Stored data entries
----

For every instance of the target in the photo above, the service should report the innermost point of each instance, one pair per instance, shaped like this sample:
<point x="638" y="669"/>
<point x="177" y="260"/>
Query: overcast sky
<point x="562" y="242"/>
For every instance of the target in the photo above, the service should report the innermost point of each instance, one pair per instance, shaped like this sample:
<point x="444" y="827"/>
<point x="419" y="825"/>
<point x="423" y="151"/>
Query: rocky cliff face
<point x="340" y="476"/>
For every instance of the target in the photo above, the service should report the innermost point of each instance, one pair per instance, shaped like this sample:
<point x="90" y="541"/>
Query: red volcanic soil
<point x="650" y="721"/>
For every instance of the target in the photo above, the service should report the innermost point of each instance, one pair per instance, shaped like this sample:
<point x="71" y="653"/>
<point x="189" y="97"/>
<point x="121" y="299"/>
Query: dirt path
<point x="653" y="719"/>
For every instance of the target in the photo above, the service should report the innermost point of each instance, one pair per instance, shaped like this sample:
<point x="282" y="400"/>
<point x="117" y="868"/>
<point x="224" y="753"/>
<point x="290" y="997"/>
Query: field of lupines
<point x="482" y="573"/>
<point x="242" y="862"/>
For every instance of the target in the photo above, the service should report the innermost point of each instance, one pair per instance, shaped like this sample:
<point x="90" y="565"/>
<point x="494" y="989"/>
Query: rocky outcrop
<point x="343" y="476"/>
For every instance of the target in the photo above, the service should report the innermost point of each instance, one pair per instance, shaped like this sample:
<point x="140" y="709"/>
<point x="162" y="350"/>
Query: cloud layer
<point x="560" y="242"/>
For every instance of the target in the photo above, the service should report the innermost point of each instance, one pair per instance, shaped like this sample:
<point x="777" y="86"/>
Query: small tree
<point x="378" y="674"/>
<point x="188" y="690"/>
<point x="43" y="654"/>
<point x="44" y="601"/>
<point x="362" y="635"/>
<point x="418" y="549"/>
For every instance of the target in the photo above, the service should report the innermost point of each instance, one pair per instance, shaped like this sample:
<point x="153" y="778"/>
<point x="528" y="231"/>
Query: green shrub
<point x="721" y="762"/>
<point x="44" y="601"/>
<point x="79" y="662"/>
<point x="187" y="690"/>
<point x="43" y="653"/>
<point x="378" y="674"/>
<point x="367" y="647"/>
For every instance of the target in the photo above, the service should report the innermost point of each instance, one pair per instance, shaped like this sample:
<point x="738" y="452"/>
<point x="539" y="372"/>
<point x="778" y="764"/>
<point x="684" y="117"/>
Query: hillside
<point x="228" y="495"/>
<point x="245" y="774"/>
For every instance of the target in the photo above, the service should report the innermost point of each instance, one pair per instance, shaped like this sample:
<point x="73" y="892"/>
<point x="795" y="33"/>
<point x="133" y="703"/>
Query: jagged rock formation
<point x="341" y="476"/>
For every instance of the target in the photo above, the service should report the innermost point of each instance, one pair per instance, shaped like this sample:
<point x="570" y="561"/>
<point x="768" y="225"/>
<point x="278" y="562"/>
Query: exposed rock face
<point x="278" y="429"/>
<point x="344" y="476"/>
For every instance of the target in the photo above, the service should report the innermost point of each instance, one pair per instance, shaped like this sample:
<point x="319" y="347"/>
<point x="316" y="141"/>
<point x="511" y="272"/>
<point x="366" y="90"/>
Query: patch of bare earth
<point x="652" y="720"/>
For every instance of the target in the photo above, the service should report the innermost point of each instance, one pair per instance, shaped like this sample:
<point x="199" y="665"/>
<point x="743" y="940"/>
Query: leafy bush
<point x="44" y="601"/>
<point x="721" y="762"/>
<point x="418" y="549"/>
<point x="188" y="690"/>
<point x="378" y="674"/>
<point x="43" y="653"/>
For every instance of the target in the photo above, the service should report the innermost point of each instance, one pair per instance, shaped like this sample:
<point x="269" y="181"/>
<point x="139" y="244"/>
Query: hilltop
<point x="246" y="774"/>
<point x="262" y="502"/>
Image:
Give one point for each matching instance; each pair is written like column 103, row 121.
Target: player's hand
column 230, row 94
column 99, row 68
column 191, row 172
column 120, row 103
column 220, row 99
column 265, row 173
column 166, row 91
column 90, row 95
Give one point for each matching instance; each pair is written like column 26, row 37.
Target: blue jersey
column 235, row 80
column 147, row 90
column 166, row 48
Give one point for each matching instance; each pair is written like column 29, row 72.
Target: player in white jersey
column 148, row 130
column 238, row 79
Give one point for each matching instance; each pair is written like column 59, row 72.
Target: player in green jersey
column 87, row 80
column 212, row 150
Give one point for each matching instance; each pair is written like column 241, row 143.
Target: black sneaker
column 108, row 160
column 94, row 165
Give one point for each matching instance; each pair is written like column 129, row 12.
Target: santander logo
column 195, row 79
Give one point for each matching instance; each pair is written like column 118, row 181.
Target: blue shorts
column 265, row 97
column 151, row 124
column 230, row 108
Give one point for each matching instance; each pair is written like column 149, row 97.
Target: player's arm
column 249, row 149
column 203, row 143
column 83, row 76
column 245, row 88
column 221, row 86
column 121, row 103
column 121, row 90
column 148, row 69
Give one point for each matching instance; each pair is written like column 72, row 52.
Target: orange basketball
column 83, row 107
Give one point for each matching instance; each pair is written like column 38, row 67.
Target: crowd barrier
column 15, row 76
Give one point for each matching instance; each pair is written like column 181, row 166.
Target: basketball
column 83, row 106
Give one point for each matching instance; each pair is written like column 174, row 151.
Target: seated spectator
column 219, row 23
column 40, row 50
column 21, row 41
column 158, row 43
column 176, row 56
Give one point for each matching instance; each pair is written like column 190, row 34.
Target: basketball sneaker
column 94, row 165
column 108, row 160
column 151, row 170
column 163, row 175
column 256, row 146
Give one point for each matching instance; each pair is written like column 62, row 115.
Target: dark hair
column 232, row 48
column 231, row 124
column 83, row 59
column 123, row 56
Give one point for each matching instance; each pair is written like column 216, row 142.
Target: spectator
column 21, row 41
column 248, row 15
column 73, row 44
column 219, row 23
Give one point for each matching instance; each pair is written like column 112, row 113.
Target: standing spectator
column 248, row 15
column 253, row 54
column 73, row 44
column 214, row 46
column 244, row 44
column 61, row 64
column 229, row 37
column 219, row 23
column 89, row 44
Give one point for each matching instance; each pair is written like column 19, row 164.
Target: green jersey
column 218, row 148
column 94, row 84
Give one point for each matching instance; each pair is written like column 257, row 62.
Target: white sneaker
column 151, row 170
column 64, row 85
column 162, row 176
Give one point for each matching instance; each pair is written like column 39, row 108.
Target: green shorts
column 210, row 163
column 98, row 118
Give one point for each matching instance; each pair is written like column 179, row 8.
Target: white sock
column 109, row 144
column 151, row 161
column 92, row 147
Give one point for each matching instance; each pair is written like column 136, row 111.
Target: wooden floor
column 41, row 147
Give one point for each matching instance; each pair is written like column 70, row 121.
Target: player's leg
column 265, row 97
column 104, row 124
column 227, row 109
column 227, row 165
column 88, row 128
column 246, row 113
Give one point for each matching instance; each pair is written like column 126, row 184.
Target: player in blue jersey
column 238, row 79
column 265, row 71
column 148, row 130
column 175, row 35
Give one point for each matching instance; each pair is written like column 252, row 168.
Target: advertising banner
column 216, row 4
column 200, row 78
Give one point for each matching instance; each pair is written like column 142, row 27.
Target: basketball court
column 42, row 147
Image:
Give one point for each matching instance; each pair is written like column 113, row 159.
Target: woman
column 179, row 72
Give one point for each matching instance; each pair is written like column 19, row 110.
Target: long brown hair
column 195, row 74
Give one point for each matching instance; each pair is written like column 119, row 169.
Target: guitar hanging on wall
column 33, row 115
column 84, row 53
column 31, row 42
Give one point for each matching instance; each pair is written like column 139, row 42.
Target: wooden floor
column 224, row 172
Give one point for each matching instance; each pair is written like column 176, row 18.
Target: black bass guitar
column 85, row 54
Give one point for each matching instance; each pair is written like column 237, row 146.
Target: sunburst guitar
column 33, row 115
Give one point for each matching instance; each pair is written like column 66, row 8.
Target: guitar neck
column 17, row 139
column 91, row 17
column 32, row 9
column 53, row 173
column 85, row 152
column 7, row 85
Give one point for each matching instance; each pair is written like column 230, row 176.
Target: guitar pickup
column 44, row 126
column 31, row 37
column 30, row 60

----

Wherever the line holding "72, row 52." falls in the entries above, copy exactly from it through the line holding "112, row 113.", inclusive, and add nothing.

Give one point for each matching instance; each pair is written like column 72, row 52.
Target: orange basketball
column 83, row 107
Give one point for each matching instance; each pair is written like column 38, row 67.
Target: crowd barrier
column 15, row 76
Give one point for each matching instance; each pair is written like column 181, row 166.
Target: basketball
column 83, row 106
Give one point for each matching instance; each pair is written like column 174, row 151.
Target: seated spectator
column 219, row 23
column 40, row 50
column 21, row 41
column 158, row 43
column 176, row 56
Give one point for each matching instance; each pair is written like column 190, row 34.
Target: basketball sneaker
column 94, row 165
column 108, row 160
column 151, row 170
column 163, row 175
column 256, row 146
Give one point for each matching instance; each pair is written like column 62, row 115.
Target: dark hair
column 232, row 48
column 231, row 124
column 83, row 59
column 123, row 56
Give one point for each matching instance; each pair is written like column 216, row 142.
Target: spectator
column 21, row 41
column 248, row 15
column 73, row 44
column 219, row 23
Give one point for each matching instance; each pair is written like column 112, row 113.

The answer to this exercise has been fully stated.